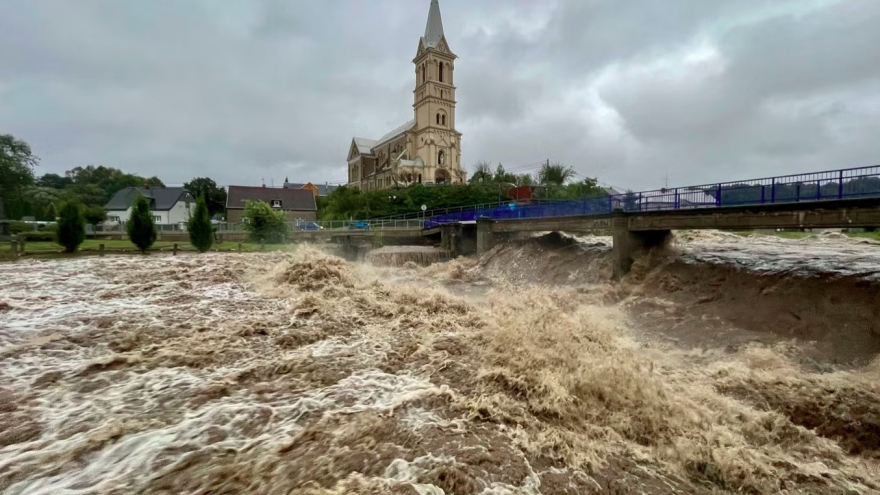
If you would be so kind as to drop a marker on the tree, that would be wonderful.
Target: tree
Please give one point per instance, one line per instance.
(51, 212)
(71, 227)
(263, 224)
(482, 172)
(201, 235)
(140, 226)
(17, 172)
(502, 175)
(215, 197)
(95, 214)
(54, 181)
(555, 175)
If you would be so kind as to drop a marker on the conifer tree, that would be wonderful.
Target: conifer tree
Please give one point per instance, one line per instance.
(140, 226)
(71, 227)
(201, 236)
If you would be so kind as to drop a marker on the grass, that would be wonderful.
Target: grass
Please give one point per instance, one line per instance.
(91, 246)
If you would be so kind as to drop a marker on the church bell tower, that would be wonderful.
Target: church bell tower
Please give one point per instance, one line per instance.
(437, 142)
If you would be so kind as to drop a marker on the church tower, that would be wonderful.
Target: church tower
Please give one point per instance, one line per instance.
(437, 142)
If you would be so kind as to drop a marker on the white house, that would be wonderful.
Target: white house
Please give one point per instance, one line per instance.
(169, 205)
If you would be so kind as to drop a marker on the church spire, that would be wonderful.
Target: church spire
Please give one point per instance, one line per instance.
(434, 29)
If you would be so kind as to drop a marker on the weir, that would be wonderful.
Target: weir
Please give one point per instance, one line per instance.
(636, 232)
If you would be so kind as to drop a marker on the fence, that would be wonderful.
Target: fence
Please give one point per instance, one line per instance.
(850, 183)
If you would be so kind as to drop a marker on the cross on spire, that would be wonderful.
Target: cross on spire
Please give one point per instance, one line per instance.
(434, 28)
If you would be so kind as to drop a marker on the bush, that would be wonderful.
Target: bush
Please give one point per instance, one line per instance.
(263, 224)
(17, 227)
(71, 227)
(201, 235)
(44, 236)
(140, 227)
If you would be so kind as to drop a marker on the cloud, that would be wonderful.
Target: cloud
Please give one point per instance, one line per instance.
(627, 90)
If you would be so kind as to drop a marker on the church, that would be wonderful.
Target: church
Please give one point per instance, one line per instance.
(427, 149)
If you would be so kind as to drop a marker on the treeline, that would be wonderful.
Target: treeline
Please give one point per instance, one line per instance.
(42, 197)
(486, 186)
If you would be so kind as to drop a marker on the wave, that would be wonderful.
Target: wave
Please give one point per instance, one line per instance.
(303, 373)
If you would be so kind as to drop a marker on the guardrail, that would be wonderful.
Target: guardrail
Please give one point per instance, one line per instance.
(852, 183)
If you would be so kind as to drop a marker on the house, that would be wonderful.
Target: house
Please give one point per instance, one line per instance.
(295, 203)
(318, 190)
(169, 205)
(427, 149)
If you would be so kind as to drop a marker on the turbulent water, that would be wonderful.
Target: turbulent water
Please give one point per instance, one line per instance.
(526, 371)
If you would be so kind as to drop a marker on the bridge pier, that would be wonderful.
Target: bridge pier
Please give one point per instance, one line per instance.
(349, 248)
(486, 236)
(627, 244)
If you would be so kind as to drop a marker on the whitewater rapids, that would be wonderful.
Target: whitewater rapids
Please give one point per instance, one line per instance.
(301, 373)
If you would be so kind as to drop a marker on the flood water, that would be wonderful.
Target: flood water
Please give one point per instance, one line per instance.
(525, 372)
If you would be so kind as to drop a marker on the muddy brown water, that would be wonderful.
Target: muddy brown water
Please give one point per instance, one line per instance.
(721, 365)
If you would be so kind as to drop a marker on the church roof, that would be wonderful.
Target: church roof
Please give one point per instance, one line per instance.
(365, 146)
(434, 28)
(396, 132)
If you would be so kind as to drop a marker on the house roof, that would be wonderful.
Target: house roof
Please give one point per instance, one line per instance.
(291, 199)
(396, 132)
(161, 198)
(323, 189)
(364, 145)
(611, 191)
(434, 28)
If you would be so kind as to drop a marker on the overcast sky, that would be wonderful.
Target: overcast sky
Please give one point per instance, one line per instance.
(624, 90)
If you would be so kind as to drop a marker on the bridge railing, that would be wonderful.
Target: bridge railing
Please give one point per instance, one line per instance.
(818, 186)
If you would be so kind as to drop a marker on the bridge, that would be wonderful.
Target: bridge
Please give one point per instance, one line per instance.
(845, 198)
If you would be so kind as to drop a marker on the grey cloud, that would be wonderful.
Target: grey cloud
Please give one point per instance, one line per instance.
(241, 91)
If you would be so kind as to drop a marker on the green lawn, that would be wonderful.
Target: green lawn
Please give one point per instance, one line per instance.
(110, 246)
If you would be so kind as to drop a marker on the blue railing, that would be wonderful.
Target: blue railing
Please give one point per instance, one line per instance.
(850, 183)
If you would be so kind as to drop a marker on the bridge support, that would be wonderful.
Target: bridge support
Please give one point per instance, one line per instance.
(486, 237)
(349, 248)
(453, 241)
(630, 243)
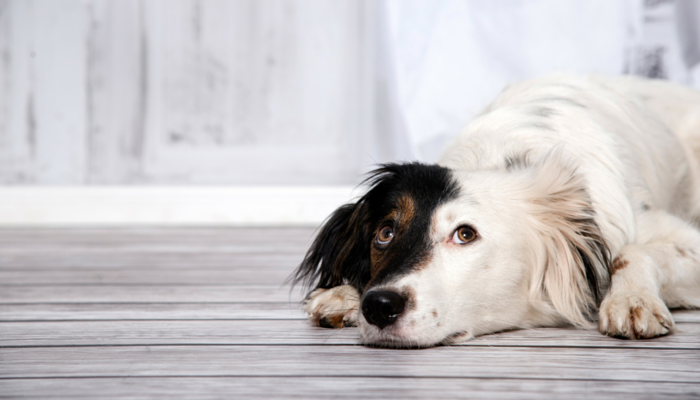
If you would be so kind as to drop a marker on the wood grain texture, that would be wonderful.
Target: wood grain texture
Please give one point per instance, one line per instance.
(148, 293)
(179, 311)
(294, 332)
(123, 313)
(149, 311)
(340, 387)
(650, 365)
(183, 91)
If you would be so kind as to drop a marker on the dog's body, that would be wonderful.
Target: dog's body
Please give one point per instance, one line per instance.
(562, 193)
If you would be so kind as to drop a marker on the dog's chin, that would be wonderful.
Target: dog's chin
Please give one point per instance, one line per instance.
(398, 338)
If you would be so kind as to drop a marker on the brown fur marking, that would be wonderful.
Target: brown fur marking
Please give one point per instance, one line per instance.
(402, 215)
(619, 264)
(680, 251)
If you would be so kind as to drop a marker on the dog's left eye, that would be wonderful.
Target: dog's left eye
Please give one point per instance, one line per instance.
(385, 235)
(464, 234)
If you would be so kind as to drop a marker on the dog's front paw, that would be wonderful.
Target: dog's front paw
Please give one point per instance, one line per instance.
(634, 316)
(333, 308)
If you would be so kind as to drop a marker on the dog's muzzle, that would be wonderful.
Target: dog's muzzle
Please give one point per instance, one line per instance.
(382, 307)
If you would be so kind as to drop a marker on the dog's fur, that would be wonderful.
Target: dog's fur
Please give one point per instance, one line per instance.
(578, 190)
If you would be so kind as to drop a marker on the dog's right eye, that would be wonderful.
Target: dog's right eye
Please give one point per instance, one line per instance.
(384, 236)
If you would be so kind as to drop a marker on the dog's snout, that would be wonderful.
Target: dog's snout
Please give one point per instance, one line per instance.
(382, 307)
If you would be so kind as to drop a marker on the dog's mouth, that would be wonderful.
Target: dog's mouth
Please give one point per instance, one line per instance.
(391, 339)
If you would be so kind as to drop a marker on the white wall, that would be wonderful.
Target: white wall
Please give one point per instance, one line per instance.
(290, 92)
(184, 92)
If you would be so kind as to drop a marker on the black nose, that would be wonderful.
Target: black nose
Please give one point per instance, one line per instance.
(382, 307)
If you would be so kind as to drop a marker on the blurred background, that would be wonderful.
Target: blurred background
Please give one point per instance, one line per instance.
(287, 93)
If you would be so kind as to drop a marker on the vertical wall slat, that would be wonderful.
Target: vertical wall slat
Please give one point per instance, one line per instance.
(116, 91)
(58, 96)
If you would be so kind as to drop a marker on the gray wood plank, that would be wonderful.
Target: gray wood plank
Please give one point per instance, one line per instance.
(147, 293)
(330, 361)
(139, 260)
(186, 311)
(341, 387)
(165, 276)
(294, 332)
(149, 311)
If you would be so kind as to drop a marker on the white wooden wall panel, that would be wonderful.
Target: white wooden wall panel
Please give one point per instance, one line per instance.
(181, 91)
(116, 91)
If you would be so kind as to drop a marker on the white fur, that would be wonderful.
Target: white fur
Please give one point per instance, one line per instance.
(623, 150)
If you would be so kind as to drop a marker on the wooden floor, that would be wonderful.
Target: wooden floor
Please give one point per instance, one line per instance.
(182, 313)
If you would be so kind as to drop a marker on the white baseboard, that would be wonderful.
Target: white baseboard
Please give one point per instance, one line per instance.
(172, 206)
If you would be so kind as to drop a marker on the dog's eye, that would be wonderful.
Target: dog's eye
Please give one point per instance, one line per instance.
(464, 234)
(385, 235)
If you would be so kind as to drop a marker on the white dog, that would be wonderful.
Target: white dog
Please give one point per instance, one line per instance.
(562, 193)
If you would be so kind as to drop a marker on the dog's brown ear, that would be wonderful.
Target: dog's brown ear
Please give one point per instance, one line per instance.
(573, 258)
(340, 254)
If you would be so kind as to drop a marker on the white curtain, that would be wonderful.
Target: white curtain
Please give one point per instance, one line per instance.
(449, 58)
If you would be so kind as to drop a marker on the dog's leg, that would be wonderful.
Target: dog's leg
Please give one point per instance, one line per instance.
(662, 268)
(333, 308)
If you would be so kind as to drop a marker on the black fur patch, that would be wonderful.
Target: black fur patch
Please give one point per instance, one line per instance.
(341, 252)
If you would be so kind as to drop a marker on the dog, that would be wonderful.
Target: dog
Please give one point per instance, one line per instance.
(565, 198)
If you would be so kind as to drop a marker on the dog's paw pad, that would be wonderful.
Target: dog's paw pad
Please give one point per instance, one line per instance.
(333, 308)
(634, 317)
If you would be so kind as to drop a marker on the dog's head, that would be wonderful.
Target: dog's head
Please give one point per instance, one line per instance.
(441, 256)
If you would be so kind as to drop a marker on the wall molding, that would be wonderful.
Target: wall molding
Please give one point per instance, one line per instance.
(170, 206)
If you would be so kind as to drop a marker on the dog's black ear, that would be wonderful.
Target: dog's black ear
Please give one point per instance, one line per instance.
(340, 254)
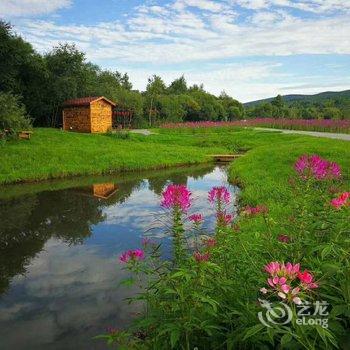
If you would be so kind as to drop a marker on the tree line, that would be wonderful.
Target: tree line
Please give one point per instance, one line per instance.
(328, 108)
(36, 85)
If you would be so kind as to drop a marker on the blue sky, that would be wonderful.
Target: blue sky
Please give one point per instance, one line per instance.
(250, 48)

☆ ☆ ☆ ☆ ☆

• Your objective: What you return should be exactly the lines above, starting at the one with "Target: overcast sky" and ending at the one with "bridge, that would be wonderful.", and nothing else.

• Result below:
Target: overcast sky
Please give one point per instance, one line per instance.
(624, 90)
If you would be so kind as to drop a marker on the bridge railing, that would be wonderful.
Target: bridge railing
Please give one point per instance, one line per instance.
(818, 186)
If you would be so kind as to drop a marker on the bridge, that would be wonderful.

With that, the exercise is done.